▶ Quoted passage:
------------------------------------------------
4. REAL ESTATE TAXES.

 

(a) Tenant shall pay, during the term of this Lease, all real estate taxes levied against the Demised Premises (“Real Estate Taxes”). Landlord shall elect, when available, to pay assessments over the longest term possible, and Tenant shall only be responsible for the amount payable during the Lease Term. Tenant shall make such payments annually thirty (30) days after receipt by Tenant of a receipted tax bill or tax bills indicating thereon the Real Estate Taxes assessed and paid.

 

(b) Landlord shall promptly notify Tenant of any increase in real estate assessment, tax rate and/or Real Estate Taxes. Tenant may at its option, and at its cost and expense, in its own name and/or in the name of Landlord protest, appeal or institute such other proceedings as it may consider appropriate to effect a reduction or abatement in such real estate assessment, tax rate, or Real Estate Taxes. Landlord shall fully cooperate with Tenant and in furtherance of the foregoing, shall, without limitation, furnish on a timely basis, such data, documents, information and assistance and make such appearances as may be required by Tenant. Landlord agrees to execute all necessary instruments in connection with any such appeal or other proceedings. If any such proceeding may only be instituted and maintained by


Landlord then Landlord shall do so at the request of Tenant. Landlord shall not settle any such appeal or other proceeding without obtaining Tenant’s prior written approval in each instance. In the event Tenant prosecutes an appeal during the final Tax year of the Lease Term, Tenant shall hold Landlord harmless and shall be responsible for any increase to the real estate taxes for the Tax Years following the expiration of the Lease Term which come about as a result of such real estate tax appeal. Should Landlord fail to give Tenant timely notice of any such increase in real estate assessment, tax rate, and/or Real Estate Taxes, or in the event of Landlord’s failure to pay taxes under proper and prudent protest, or to institute and maintain any such proceeding or to cooperate with Tenant as aforesaid, then in any such event Tenant shall not be obligated to contribute towards reimbursing Landlord for any such increase, for that Tax Year in which such increase occurs; and with respect to subsequent Tax Years Tenant shall not be obligated to contribute toward reimbursing Landlord for such increase during the balance of the term of the Lease (as same may be extended) provided, however, Tenant is barred from protesting such increase or instituting proceedings with respect to same because of Landlord’s failure to give Tenant timely notice or Landlord otherwise breaches the provisions hereof.
------------------------------------------------
▶ Items:
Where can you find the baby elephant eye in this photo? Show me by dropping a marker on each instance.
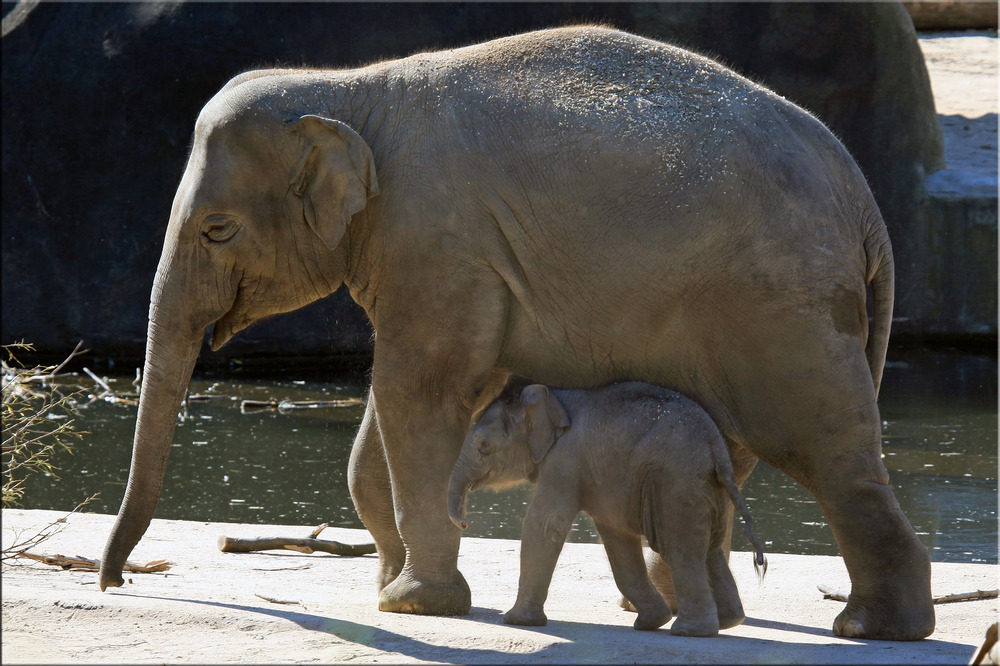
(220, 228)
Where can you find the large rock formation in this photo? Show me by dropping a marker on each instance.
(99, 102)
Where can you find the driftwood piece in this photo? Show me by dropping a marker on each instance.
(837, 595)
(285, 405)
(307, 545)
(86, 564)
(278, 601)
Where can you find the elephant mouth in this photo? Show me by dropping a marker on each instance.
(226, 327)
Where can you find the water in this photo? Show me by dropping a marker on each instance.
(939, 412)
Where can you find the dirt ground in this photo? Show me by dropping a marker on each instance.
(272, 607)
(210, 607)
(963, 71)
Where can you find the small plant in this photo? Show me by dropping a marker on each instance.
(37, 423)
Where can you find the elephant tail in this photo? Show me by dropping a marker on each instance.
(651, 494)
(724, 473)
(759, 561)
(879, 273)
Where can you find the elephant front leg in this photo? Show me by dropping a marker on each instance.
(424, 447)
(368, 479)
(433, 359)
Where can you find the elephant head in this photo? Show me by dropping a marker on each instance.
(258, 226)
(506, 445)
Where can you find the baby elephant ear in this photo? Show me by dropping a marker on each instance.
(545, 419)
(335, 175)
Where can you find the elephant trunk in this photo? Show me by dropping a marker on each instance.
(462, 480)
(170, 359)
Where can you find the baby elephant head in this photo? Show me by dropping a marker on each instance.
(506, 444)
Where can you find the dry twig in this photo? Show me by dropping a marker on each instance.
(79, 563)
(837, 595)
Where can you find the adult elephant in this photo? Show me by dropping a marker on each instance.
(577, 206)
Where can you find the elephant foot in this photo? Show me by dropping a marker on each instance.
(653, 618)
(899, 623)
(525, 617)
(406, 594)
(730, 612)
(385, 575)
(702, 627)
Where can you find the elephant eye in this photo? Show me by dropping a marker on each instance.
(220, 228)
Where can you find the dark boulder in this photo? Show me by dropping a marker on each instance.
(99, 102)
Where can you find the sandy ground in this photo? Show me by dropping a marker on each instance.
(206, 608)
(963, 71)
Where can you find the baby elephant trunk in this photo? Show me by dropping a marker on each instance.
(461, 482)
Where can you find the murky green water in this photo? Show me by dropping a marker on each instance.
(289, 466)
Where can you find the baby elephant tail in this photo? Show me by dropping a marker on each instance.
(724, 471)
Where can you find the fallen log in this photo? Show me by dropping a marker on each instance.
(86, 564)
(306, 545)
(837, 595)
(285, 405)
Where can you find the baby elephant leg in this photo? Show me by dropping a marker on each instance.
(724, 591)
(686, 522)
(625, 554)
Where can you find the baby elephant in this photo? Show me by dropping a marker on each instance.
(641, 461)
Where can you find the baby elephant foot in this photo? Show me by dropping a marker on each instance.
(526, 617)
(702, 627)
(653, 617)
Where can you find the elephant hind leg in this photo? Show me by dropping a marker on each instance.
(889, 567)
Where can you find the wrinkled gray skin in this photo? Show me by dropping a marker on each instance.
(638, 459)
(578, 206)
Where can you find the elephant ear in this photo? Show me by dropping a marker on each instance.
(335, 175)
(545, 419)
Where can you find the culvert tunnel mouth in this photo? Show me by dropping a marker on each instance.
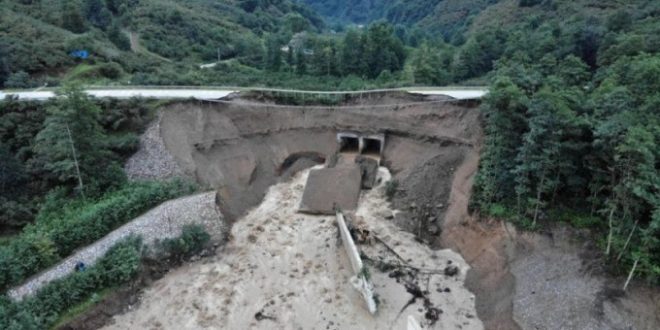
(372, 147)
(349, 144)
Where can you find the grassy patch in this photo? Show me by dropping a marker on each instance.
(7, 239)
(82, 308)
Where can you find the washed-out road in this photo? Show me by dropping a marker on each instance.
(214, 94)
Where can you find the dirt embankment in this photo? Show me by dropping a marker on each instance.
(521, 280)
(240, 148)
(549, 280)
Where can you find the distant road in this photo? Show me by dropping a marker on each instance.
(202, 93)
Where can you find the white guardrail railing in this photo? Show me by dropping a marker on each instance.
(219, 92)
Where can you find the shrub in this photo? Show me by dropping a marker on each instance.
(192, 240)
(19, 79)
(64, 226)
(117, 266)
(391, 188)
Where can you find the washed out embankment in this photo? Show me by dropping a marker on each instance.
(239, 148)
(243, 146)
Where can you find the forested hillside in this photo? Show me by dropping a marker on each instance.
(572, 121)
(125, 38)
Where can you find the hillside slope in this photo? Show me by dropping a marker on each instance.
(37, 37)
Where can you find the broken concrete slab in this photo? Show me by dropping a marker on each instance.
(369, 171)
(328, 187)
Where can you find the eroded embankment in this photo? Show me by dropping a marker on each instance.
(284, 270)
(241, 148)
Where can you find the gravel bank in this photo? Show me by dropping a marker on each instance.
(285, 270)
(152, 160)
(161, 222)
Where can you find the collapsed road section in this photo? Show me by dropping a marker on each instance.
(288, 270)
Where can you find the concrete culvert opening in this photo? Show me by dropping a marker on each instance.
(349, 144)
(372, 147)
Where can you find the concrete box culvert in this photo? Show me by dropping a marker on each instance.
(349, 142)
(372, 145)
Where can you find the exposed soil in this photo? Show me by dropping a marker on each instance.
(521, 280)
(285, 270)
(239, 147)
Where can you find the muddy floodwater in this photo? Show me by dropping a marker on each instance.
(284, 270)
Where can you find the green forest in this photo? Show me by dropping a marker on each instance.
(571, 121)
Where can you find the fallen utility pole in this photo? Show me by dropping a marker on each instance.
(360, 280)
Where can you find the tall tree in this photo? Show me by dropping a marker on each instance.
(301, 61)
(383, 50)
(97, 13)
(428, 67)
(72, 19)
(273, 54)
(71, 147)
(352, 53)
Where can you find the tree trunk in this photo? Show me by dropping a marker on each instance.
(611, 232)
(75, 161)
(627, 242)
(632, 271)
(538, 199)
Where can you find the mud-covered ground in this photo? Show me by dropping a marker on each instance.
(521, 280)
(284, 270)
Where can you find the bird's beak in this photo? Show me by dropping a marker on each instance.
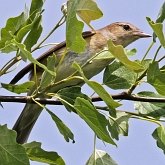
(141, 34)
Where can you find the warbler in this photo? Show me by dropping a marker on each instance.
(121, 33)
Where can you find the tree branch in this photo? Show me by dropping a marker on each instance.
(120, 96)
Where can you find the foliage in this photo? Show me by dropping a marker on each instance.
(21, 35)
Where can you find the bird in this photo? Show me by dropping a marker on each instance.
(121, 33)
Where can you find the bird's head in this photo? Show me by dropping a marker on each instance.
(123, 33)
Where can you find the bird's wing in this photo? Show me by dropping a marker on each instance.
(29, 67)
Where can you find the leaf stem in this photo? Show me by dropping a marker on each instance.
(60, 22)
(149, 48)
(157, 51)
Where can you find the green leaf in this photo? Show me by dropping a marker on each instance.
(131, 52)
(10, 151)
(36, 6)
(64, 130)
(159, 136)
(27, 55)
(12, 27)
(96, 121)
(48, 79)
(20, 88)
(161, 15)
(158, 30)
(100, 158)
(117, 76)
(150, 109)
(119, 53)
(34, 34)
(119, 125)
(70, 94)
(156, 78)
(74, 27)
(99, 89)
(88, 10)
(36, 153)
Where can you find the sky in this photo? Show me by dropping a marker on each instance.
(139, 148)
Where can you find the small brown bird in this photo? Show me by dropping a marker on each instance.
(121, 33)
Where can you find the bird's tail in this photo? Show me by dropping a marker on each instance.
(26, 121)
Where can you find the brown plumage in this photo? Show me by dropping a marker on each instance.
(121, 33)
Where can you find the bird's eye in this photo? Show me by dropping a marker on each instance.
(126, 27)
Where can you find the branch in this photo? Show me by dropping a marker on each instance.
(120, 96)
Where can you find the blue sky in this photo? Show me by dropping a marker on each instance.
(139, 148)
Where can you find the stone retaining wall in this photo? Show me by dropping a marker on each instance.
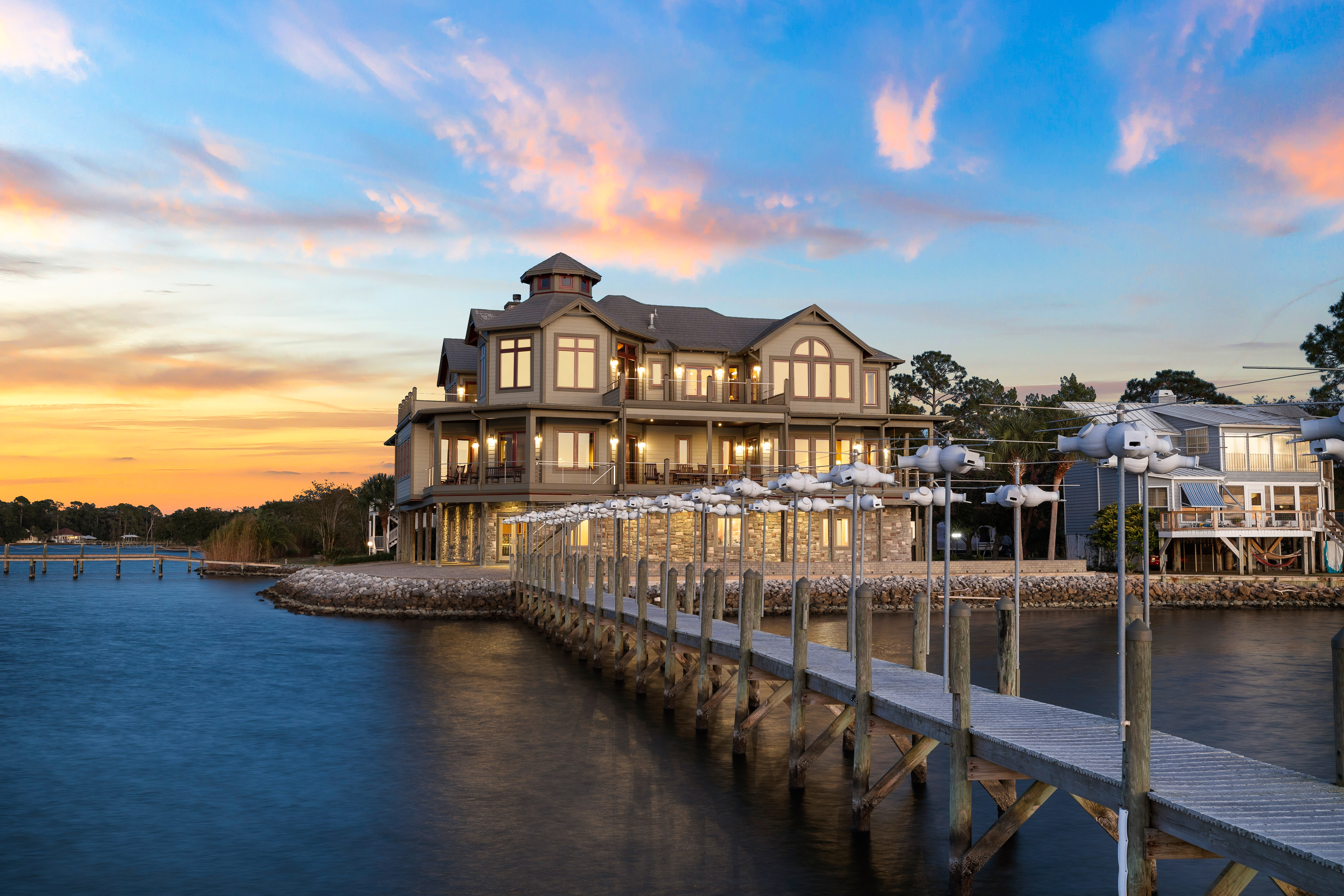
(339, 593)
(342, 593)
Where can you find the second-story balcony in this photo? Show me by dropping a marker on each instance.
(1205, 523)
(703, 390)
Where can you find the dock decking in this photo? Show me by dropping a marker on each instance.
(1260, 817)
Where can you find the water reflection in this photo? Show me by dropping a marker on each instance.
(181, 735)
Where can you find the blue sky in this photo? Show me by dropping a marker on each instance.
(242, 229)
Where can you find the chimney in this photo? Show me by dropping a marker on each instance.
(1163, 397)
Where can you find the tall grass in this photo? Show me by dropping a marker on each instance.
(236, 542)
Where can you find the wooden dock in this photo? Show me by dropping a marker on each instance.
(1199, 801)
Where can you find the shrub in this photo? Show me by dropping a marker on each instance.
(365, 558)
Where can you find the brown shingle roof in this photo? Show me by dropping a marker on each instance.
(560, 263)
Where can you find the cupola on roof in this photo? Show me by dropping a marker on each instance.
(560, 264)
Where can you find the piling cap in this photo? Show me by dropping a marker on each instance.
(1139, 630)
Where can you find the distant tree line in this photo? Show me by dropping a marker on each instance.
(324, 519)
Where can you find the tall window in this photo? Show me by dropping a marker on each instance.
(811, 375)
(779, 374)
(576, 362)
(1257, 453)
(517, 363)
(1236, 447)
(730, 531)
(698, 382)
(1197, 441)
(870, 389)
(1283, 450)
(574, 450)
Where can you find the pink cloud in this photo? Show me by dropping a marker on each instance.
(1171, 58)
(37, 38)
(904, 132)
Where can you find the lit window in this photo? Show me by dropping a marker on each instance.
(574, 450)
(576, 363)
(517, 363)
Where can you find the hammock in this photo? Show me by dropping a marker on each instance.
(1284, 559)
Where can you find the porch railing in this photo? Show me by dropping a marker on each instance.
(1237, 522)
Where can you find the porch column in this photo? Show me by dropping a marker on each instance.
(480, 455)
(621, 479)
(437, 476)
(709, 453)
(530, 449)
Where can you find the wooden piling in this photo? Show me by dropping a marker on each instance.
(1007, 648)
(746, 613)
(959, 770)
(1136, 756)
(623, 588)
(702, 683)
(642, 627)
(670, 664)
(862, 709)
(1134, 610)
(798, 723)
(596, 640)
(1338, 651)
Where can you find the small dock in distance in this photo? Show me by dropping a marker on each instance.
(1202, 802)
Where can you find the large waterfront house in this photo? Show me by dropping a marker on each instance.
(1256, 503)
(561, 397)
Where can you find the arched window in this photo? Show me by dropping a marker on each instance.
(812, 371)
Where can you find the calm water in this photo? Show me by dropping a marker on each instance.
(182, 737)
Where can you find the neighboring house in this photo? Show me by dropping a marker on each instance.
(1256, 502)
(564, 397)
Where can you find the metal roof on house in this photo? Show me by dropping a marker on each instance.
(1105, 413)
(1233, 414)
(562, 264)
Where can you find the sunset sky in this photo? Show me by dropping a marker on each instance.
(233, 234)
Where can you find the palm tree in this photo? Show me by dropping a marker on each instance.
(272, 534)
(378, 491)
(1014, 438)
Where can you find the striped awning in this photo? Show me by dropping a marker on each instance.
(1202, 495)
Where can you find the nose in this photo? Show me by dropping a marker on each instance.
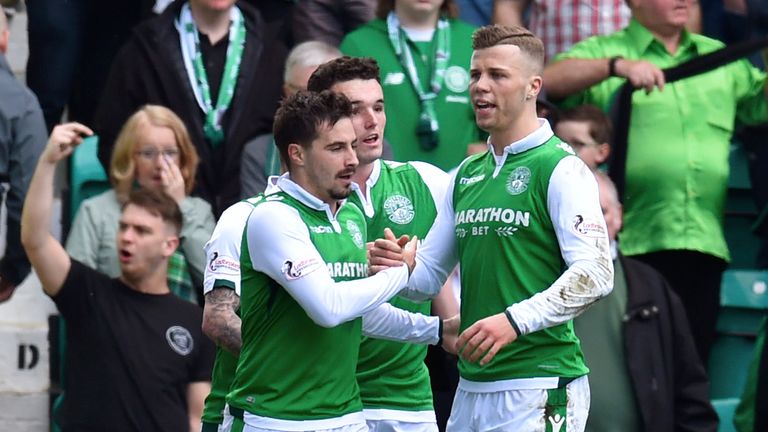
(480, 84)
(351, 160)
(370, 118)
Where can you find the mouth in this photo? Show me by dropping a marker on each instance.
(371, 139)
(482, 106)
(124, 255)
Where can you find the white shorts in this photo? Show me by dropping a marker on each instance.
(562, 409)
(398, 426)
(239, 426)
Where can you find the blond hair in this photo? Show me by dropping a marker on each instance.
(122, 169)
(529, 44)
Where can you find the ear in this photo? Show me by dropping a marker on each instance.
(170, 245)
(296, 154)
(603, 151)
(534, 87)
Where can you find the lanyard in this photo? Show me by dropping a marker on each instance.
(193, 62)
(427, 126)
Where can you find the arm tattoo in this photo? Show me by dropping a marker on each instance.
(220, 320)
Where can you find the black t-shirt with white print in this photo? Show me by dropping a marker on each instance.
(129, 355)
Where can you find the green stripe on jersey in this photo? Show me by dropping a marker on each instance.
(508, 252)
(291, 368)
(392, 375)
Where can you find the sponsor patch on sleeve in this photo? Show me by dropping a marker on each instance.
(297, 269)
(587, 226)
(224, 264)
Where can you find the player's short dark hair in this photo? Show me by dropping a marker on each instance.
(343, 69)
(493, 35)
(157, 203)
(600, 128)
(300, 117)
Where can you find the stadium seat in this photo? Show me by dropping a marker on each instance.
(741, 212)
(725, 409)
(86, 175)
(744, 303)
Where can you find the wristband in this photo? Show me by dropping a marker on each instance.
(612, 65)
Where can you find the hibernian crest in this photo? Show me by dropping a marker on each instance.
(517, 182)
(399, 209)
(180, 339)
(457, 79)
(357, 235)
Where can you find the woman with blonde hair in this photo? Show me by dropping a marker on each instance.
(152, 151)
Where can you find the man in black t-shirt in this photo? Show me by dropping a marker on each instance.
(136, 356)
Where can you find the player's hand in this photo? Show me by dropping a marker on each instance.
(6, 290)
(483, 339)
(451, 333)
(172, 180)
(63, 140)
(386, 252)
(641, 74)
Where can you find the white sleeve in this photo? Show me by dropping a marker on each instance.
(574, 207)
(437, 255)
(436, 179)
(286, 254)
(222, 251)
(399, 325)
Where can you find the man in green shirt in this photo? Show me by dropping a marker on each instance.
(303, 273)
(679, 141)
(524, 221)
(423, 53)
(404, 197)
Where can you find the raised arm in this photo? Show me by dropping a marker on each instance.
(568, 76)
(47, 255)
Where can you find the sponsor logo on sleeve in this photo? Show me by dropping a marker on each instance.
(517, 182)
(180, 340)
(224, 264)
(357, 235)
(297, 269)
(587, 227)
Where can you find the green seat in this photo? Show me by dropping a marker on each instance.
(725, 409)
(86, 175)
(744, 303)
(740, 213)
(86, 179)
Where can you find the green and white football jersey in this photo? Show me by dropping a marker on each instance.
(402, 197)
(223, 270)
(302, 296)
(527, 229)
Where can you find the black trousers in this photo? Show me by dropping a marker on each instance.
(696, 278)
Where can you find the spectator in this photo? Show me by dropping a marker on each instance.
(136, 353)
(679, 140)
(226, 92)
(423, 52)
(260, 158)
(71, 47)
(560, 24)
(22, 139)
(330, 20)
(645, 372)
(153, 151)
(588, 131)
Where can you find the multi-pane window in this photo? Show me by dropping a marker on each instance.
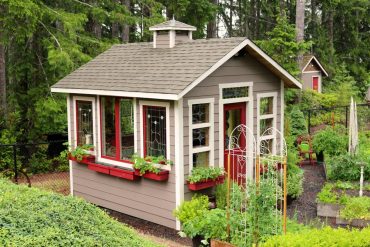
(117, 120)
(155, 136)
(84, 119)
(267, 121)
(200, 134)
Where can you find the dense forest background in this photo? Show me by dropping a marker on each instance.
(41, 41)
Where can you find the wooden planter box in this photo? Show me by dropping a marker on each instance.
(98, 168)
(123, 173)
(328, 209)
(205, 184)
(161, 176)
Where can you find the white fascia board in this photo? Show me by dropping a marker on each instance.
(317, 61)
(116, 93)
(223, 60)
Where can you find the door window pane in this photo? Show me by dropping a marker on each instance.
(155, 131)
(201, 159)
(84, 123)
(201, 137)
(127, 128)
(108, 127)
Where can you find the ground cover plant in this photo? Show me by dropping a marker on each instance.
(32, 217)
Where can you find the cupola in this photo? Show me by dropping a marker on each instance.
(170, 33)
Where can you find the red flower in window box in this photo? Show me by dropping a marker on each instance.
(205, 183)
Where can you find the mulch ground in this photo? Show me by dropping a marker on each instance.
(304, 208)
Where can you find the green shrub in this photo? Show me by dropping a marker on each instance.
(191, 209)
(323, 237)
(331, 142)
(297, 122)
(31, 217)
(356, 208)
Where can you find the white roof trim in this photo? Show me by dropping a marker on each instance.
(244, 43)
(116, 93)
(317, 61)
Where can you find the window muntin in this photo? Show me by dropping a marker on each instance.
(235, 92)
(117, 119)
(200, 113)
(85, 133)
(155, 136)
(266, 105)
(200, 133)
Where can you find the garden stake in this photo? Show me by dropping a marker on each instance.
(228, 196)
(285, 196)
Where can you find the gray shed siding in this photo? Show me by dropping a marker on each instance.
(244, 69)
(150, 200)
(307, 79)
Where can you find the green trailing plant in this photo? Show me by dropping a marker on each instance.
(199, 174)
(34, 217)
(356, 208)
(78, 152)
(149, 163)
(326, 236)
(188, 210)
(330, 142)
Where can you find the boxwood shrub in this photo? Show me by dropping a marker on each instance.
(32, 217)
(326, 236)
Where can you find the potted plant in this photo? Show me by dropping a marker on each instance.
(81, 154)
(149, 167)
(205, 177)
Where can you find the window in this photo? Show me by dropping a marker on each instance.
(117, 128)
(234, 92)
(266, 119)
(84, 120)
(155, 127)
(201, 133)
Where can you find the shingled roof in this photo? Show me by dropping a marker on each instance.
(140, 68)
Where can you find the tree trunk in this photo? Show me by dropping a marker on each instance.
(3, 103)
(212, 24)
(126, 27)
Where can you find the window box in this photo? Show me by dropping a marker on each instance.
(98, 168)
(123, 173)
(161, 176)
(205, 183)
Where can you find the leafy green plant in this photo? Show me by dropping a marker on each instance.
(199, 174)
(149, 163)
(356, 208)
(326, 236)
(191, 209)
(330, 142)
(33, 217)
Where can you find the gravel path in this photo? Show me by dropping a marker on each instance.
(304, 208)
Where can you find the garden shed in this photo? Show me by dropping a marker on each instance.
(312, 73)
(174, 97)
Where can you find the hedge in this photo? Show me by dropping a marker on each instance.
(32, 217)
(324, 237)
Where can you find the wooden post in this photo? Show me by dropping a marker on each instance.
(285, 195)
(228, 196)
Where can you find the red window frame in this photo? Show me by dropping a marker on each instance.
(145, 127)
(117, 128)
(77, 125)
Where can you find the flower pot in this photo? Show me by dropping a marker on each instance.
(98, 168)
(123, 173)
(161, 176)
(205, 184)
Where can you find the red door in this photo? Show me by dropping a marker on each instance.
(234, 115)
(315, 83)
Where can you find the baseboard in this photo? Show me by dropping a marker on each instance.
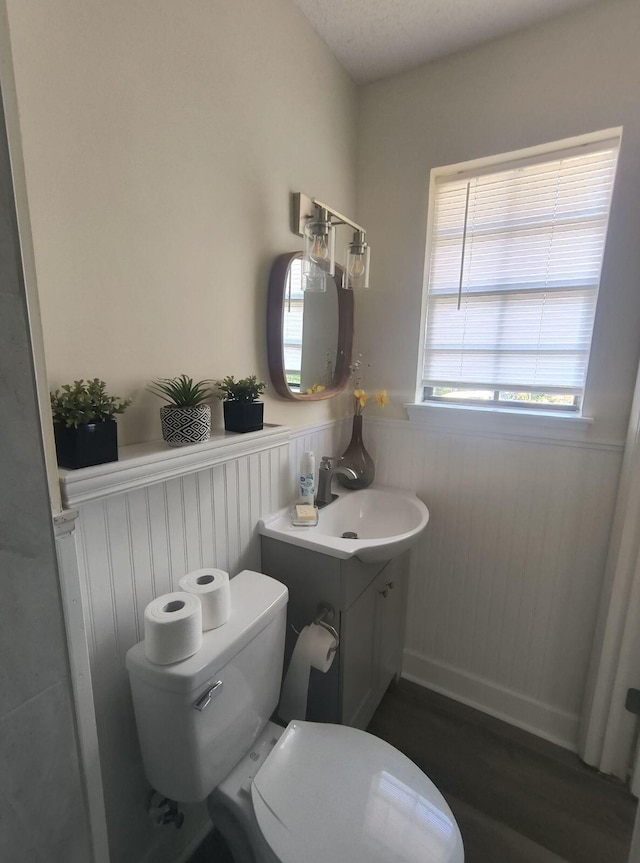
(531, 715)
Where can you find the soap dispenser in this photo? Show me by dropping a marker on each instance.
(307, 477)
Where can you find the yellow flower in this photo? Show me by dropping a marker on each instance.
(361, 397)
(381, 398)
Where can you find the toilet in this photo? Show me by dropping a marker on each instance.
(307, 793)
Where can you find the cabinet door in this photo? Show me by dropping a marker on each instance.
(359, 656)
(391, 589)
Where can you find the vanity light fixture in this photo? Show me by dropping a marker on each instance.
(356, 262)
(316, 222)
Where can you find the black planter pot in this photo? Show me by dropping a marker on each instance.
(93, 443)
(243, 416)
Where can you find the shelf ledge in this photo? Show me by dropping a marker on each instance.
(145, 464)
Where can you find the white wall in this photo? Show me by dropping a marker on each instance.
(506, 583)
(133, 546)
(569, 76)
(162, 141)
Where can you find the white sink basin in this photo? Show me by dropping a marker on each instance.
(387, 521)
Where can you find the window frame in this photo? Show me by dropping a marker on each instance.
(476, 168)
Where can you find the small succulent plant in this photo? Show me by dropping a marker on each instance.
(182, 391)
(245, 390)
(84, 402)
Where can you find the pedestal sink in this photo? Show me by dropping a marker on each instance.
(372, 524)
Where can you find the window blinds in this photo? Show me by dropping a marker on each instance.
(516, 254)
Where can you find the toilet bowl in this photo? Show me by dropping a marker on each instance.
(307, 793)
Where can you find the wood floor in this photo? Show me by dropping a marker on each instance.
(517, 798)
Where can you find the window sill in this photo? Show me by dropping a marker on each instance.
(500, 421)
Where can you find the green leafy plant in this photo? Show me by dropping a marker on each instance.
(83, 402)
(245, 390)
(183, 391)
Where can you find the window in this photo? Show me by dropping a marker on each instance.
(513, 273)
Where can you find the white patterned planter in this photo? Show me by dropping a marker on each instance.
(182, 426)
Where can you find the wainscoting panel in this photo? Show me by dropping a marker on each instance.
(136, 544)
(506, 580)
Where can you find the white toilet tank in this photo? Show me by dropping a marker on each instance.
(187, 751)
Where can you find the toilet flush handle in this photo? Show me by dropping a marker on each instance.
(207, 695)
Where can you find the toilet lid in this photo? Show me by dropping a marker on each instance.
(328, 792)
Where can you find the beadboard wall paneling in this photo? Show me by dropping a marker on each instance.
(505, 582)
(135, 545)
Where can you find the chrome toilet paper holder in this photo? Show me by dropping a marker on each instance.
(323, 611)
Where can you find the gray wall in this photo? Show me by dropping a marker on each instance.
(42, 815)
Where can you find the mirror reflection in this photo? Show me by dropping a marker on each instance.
------------------------------------------------
▶ Given task A: Print the lease clause on real estate taxes from "4. REAL ESTATE" up to and including "assessed and paid.".
▶ Given task B: Carry on the lease clause on real estate taxes from the end of its last sentence.
The listing is separate material with no connection to the lease clause on real estate taxes.

▶ Response A:
4. REAL ESTATE TAXES.

 

(a) Tenant shall pay, during the term of this Lease, all real estate taxes levied against the Demised Premises (“Real Estate Taxes”). Landlord shall elect, when available, to pay assessments over the longest term possible, and Tenant shall only be responsible for the amount payable during the Lease Term. Tenant shall make such payments annually thirty (30) days after receipt by Tenant of a receipted tax bill or tax bills indicating thereon the Real Estate Taxes assessed and paid.

▶ Response B:
 

(c) In the event a refund is obtained for any year in which Tenant paid Real Estate Taxes, Landlord shall promptly pay Tenant its proportionate share of such refund. If Tenant obtains such refund it may also deduct all expenses incurred in doing so from such refund.

 

5. SECURITY DEPOSIT. Tenant shall deposit (the “Security Deposit”) with the Landlord the sum of Three Hundred Sixty-Eight Thousand, Three Hundred Eighty Dollars and Two cents ($368,380.02) Dollars as security for the performance of Tenant’s obligations under the Lease. Landlord may only use or apply the whole or any part of the security to the extent necessary to cure any default of Tenant. If Landlord applies any part of said Security Deposit to remedy any default of Tenant, Tenant shall, within thirty (30) days of demand therefor, deposit with Landlord the amount so applied so that Landlord shall have the full Security Deposit available at all times during the term of this Lease. The security Deposit shall be returned to Tenant within the thirty (30) days following the Expiration Date. In the event the Landlord shall sell or assign the premises then, upon such transfer, Landlord shall transfer the Security Deposit to such transferee.

 

6. USE AND OCCUPANCY.

 

(a) The Demised Premises may be used and occupied for the operation of office, laboratory, refurbishing facility and warehouse (but in no case shall the Permitted Use limit or restrict Tenant from carrying on any activity carried on by Tenant at or before the date hereof) and related services and/or for any other lawful purpose or purposes.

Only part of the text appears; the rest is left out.